◆ **Written exercise**:
Convert the portion of the rows that opens with the line containing "tree trunk, put" and runs through the end of the rows into a JSON list of strings, with one string per line and blank lines omitted. Exclude the pictures from the answer.

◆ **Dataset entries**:

----

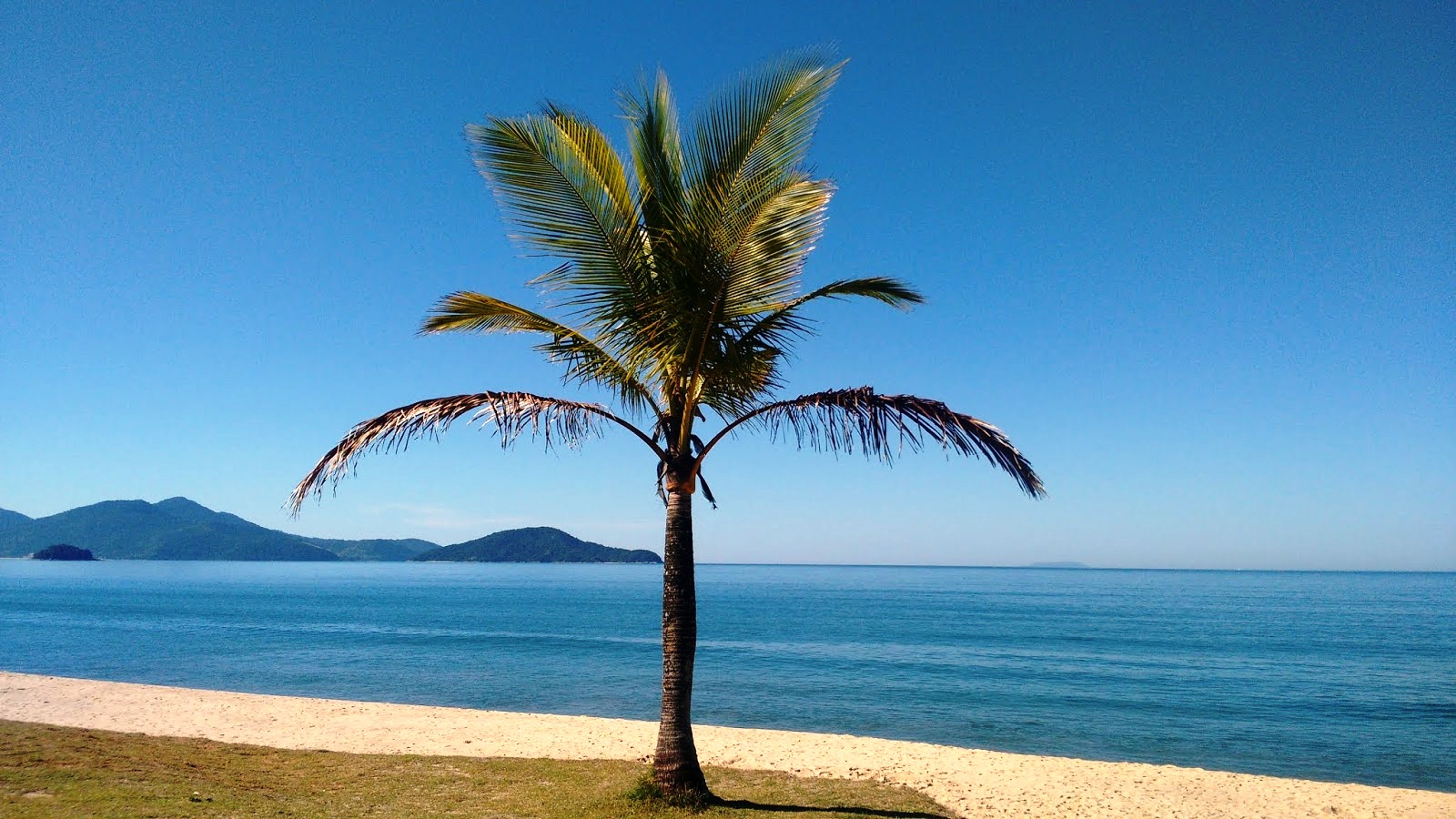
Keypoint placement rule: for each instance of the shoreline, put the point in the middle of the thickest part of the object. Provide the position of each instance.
(973, 783)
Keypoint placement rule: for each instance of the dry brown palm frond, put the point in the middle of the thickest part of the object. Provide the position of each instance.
(883, 426)
(513, 413)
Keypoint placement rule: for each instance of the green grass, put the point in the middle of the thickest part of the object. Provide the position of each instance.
(56, 771)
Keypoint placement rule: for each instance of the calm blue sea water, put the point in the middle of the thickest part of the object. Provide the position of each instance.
(1315, 675)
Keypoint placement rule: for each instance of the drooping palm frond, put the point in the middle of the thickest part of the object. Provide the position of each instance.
(586, 360)
(883, 426)
(513, 414)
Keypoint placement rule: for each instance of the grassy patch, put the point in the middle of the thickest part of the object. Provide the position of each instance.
(53, 771)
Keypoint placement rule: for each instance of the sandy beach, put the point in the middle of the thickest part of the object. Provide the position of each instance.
(975, 783)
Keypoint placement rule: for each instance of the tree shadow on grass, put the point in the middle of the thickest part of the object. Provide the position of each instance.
(885, 814)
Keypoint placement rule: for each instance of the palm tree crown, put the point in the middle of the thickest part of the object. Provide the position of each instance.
(681, 290)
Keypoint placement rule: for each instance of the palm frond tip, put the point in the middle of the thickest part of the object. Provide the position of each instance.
(513, 413)
(883, 426)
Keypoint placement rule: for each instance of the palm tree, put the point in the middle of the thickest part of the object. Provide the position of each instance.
(679, 280)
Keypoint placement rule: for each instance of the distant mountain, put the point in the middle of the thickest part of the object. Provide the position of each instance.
(179, 530)
(536, 544)
(63, 551)
(375, 550)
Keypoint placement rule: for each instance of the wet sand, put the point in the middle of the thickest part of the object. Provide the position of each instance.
(975, 783)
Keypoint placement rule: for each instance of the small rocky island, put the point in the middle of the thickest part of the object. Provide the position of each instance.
(535, 544)
(63, 551)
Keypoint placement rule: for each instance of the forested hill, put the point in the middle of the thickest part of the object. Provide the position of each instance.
(179, 530)
(536, 544)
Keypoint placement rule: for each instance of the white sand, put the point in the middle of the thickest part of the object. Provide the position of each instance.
(976, 783)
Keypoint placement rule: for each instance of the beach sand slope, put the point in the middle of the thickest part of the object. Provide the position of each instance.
(975, 783)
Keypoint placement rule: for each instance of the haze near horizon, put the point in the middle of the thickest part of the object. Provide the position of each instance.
(1200, 264)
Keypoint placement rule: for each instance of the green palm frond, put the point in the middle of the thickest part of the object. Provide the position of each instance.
(565, 189)
(584, 359)
(885, 426)
(762, 127)
(513, 414)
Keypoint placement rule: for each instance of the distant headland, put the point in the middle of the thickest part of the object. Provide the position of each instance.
(536, 544)
(184, 530)
(63, 551)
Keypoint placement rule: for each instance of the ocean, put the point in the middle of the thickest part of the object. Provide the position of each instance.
(1341, 676)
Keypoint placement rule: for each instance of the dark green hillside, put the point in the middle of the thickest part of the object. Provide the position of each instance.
(538, 544)
(375, 550)
(63, 551)
(171, 530)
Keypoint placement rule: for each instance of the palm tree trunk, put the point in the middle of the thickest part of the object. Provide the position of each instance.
(674, 767)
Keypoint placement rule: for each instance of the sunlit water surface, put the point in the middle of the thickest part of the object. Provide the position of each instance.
(1315, 675)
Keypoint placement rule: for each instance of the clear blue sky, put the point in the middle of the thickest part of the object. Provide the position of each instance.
(1198, 259)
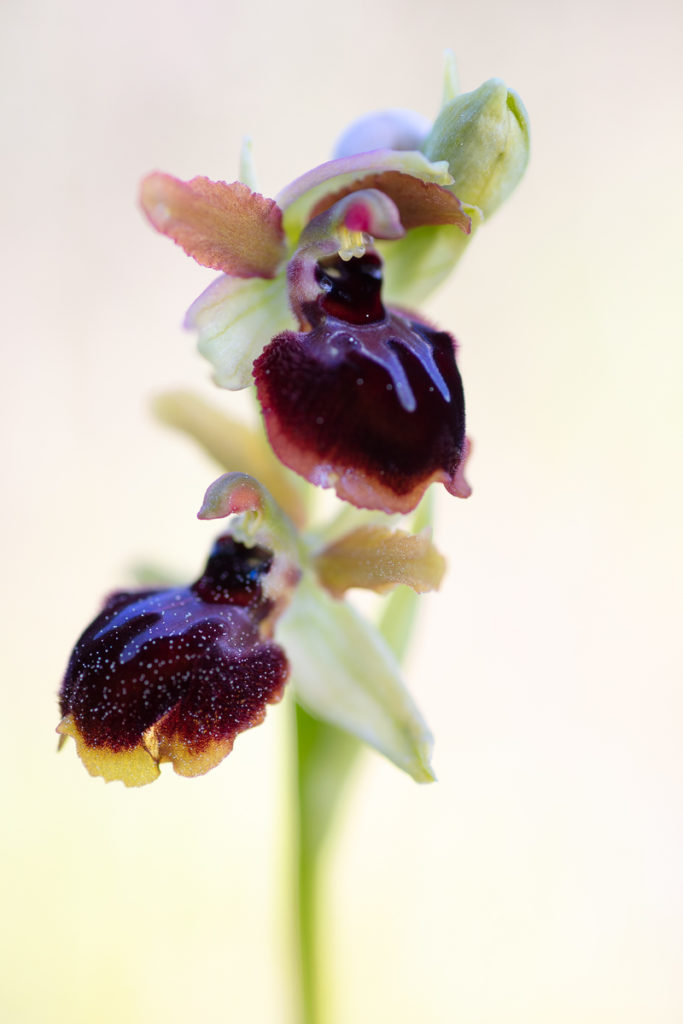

----

◆ **Task solution**:
[
  "Keypoint placement rule: for each instance of the palm tree trunk, put the point in the middle of the thickest part of the object. Provide the position of each instance.",
  "(674, 767)",
  "Keypoint placement rule: for each instance of the sunlit water surface, put the point in the middle of the thickest part of the object. Provide the position of each instance.",
  "(1315, 675)",
  "Keypoint placement rule: for each instance of the clear blue sky, put the point in the middle of the thickest part of the object. Provide the position of each instance.",
  "(1198, 259)"
]